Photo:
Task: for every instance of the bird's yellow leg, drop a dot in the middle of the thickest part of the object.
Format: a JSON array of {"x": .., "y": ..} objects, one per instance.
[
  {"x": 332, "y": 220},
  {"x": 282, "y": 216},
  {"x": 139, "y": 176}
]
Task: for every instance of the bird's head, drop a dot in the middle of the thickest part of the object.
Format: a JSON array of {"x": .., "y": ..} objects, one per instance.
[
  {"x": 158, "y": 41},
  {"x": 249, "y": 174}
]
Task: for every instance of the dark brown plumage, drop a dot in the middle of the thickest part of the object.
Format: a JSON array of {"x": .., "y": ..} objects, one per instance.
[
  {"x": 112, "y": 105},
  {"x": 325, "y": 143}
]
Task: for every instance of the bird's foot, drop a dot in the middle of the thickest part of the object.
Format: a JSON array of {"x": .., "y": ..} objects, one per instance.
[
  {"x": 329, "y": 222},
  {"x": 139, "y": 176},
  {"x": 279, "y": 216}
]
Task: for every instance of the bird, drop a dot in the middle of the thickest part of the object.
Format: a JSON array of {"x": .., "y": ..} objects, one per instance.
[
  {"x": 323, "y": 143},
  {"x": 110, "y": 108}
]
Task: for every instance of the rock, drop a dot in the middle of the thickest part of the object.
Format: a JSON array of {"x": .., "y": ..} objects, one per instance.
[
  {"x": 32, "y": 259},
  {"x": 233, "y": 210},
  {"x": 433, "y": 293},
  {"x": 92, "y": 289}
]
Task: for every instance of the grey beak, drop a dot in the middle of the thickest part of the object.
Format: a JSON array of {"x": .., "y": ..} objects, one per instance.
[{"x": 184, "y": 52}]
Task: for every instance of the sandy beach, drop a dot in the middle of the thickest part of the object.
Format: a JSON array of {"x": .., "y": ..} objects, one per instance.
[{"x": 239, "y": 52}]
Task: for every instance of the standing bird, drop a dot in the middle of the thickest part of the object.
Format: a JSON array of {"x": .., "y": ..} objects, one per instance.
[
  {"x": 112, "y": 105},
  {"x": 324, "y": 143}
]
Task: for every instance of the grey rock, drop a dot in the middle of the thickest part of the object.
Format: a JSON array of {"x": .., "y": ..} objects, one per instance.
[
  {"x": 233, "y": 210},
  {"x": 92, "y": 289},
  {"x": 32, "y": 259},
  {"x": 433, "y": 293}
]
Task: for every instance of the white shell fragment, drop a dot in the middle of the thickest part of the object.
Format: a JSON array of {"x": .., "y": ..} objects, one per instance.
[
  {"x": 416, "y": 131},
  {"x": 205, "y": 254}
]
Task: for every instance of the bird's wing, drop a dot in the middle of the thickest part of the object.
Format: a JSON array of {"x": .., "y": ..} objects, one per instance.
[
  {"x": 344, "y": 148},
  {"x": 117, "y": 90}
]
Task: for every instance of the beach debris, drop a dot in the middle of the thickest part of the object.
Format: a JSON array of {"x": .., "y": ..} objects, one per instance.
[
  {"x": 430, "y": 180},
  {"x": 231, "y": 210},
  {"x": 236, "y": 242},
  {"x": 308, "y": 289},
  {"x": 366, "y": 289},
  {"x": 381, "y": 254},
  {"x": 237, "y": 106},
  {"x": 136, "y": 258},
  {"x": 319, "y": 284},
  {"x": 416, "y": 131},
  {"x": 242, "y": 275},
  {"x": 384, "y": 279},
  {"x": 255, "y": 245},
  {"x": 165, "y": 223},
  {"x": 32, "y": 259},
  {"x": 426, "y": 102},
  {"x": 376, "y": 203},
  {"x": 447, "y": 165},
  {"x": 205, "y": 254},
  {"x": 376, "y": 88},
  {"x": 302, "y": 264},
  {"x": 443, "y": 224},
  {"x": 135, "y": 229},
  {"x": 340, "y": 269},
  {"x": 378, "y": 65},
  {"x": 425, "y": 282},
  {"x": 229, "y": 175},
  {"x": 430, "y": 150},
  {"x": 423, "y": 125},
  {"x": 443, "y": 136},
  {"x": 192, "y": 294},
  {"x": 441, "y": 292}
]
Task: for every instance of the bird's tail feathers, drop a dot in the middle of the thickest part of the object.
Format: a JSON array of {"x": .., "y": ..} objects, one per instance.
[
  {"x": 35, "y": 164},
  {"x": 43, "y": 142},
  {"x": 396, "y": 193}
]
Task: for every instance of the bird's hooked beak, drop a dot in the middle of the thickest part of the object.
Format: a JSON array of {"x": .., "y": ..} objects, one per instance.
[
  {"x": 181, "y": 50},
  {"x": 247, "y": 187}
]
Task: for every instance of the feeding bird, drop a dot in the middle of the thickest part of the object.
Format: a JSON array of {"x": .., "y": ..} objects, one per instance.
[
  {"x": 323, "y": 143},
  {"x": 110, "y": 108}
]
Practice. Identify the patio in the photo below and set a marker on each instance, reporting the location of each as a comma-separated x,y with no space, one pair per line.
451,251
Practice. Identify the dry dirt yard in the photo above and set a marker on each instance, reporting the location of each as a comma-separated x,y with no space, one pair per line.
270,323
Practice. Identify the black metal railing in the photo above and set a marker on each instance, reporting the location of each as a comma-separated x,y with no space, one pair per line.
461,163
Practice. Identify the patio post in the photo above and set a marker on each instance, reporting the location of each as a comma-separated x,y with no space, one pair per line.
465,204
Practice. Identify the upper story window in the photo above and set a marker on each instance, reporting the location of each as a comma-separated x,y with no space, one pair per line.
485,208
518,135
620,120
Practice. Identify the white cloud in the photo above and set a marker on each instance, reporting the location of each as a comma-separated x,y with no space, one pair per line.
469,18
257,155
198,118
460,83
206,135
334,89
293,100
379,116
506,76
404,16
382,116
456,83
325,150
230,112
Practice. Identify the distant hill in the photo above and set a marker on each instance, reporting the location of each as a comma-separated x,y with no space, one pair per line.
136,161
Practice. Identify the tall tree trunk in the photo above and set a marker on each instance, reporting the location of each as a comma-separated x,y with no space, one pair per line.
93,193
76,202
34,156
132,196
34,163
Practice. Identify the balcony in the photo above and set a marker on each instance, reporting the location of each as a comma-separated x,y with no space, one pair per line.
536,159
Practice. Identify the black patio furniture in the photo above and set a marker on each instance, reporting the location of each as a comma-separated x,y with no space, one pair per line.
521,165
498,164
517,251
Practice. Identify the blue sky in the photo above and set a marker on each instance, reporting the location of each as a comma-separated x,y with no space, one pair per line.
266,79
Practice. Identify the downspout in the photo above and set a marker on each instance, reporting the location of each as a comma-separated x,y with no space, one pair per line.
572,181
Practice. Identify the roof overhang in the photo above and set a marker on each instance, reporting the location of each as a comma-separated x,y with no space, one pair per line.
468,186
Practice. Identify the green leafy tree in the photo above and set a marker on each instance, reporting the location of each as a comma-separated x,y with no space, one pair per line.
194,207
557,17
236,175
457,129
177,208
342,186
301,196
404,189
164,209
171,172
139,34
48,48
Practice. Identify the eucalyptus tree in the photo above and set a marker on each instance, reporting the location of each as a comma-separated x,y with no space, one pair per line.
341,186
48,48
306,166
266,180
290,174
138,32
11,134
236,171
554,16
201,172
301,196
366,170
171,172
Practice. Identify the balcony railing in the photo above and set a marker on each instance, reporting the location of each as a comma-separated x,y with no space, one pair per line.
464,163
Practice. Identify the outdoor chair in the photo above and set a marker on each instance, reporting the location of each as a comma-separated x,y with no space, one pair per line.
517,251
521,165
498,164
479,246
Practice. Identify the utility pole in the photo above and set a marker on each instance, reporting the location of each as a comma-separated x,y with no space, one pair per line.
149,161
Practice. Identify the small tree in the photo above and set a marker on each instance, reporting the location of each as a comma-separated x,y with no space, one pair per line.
--
Copy all of the data above, character for character.

Photo:
Task: for every instance of the bird's yellow leg, drop a dot in the middle of the thickest part of the object.
Format: a JSON array of {"x": .., "y": ..} objects, one per instance.
[
  {"x": 332, "y": 220},
  {"x": 282, "y": 216},
  {"x": 139, "y": 176}
]
Task: for every instance of the bird's head, drop a dot in the middle of the thickest part of the object.
Format: a JSON array of {"x": .., "y": ..} objects, one per instance.
[
  {"x": 158, "y": 41},
  {"x": 249, "y": 174}
]
Task: for every instance of the dark brown plumage, drop a dot in the middle of the thickest part of the object.
Format: a JSON array of {"x": .., "y": ..} objects, one per instance.
[
  {"x": 112, "y": 105},
  {"x": 325, "y": 143}
]
Task: for every instance of the bird's foot, drop a dot in the middle of the thickest part of the object.
Format: a JSON array of {"x": .., "y": ..} objects, one per instance.
[
  {"x": 329, "y": 222},
  {"x": 139, "y": 176},
  {"x": 279, "y": 216}
]
Task: for every instance of the bird, drop a dot in the middle of the thickest part of the object.
Format: a JSON array of {"x": .., "y": ..} objects, one per instance.
[
  {"x": 323, "y": 143},
  {"x": 110, "y": 108}
]
Task: for every instance of the rock, drop a dot in the middle of the thickest part of the object.
Format: a JSON array of {"x": .., "y": ..} objects, one per instance.
[
  {"x": 32, "y": 259},
  {"x": 233, "y": 210},
  {"x": 433, "y": 293},
  {"x": 92, "y": 289}
]
Task: for every instance of the grey beak, drop a dot in the middle of the thickest part of the object.
Format: a JSON array of {"x": .., "y": ..} objects, one per instance.
[{"x": 184, "y": 52}]
Task: for every instance of the sandy beach, drop a dot in the middle of the thickest part of the object.
Format: a JSON array of {"x": .., "y": ..} objects, one per instance.
[{"x": 239, "y": 52}]
Task: for every instance of the standing bird, drop a dot in the middle of the thickest part of the object.
Format: a JSON array of {"x": .., "y": ..} objects, one per instance.
[
  {"x": 112, "y": 105},
  {"x": 324, "y": 143}
]
Task: for every instance of the grey rock, drop a dot in the middle of the thickest part of the object.
Format: a JSON array of {"x": .., "y": ..} objects, one per instance.
[
  {"x": 233, "y": 210},
  {"x": 92, "y": 289},
  {"x": 32, "y": 259},
  {"x": 433, "y": 293}
]
Task: for every instance of the white shell fragment, drop a dot in the middle of the thickest part of the object.
Format: a JSON array of {"x": .., "y": ..} objects, one per instance.
[
  {"x": 416, "y": 131},
  {"x": 205, "y": 254}
]
Task: for every instance of the bird's wing, drop a dot in the middle of the thickest part of the object.
Format: a JSON array of {"x": .., "y": ..} objects, one per instance.
[
  {"x": 344, "y": 148},
  {"x": 117, "y": 90}
]
Task: for every instance of the beach debris, drop a dot in the middle of the thickest part of the object.
Format: a JSON array of {"x": .., "y": ..} objects, one per instance.
[
  {"x": 430, "y": 180},
  {"x": 231, "y": 210},
  {"x": 236, "y": 242},
  {"x": 308, "y": 289},
  {"x": 366, "y": 289},
  {"x": 381, "y": 254},
  {"x": 237, "y": 106},
  {"x": 136, "y": 258},
  {"x": 319, "y": 284},
  {"x": 416, "y": 131},
  {"x": 242, "y": 275},
  {"x": 384, "y": 279},
  {"x": 255, "y": 245},
  {"x": 165, "y": 223},
  {"x": 32, "y": 259},
  {"x": 426, "y": 102},
  {"x": 376, "y": 203},
  {"x": 447, "y": 165},
  {"x": 205, "y": 254},
  {"x": 376, "y": 88},
  {"x": 302, "y": 264},
  {"x": 443, "y": 224},
  {"x": 135, "y": 229},
  {"x": 340, "y": 269},
  {"x": 378, "y": 65},
  {"x": 425, "y": 282},
  {"x": 229, "y": 175},
  {"x": 430, "y": 150},
  {"x": 423, "y": 125},
  {"x": 443, "y": 136},
  {"x": 192, "y": 294},
  {"x": 441, "y": 292}
]
Task: for every instance of the bird's tail feathers, drop a dot in the middle of the thickest part of the object.
Format: a JSON array of {"x": .., "y": ..} objects, one per instance.
[
  {"x": 35, "y": 164},
  {"x": 43, "y": 142},
  {"x": 396, "y": 193}
]
Task: for every instance of the bird's hooked beak, drop a dot in the middle of the thickest part of the object.
Format: a JSON array of {"x": .., "y": ..} objects, one per instance.
[
  {"x": 181, "y": 50},
  {"x": 247, "y": 187}
]
Task: for every instance of the feeding bird, drop a dot in the middle of the thickest part of the object.
Format: a JSON array of {"x": .., "y": ..} objects, one per instance.
[
  {"x": 323, "y": 143},
  {"x": 110, "y": 108}
]
Practice. Identify the patio in the photo below and set a marker on each instance, reporting the location of each as a comma-separated x,y with no space, one pair per line.
451,251
Practice. Identify the dry dirt yard in the photo above and set a marker on each instance, reporting the location of each as a comma-separated x,y with no space, one pair per line.
270,323
Practice. Identify the black metal railing in the photo above and set a marker on each instance, reporting the location of each as a comma-separated x,y with no space, one pair per line.
461,163
Practice. Identify the patio post in the photo above and set a marker on each instance, reporting the location of each as a comma-separated x,y with no space, one pair per line.
465,204
Practice. Identify the upper story window in the photo above and set a marker on each instance, reporting the location of each as a comma-separated x,y with no space, one pair per line.
485,208
518,135
620,120
Practice. Identify the white cloud in the photo above and set a marker on each instance, reporting the location of each as a comma-separated x,y with no space, one pair per line.
469,18
257,155
198,118
460,83
206,135
334,89
293,100
379,116
506,76
404,16
382,116
456,83
325,150
230,112
Practice. Identify the distant hill in the photo above and set a marker on each instance, reporting the location of each as a comma-separated x,y with no space, one pair per line.
136,161
Practice. Identify the tall tree trunk in the photo above and set a marker on each instance, reporting the location of each as a comma-separated x,y with no space, one pair per line.
93,193
76,202
34,156
132,196
34,163
Practice. Identify the balcony in the photo above and set a marker on each instance, reporting the location of each as a comma-separated x,y with no space, one pair per line.
536,159
Practice. Identify the black patio furniture in the photo above and set a marker on each instance, reporting the location of each as a comma-separated x,y with no space, one pair per line.
521,165
498,164
517,251
Practice. Identify the blue sky in the photo above and set a marker on each instance, reporting the location of each as a comma-separated x,y with no space, one pair per line.
266,79
Practice. Identify the downspout in the photo above and set a marker on each instance, reporting the location of each as a comma-separated x,y with no space, one pair per line.
572,181
Practice. Identify the roof overhang in the photo above and set a marker on each instance, reporting the location of each as a comma-separated x,y with no space, one pair per line.
468,186
Practice. Identify the green leafy tree in the photo above and set a marker on each instance, reporting the location of each as a comma-separated x,y with no space, one pair per line.
194,207
557,17
236,175
457,129
177,208
342,186
301,196
404,189
164,209
171,172
139,34
48,48
Practice. Identify the eucalyptus tree in the photo above and set a marker on each instance, reporting the location of each as a comma-separated x,y with no space, one pair per line.
341,186
48,48
306,166
266,180
290,174
138,32
11,134
236,171
554,16
201,172
301,196
366,170
171,172
Practice. Identify the balcony railing in the photo above and set a marker on each instance, reporting the location of each as a comma-separated x,y with no space, one pair per line.
464,163
Practice. Identify the outdoor chair in the photo above and set a marker on each instance, reporting the location of each as a comma-separated x,y with no space, one pair per line.
517,251
521,165
498,164
479,246
Practice. Identify the utility pole in the photo above and set a marker on each instance, reporting the location of each as a comma-separated x,y with no space, one pair per line.
149,161
Practice. Identify the small tree in the photo above and set a marker on each instance, reporting the location of each as a comma-separated x,y with no space, one pair per line.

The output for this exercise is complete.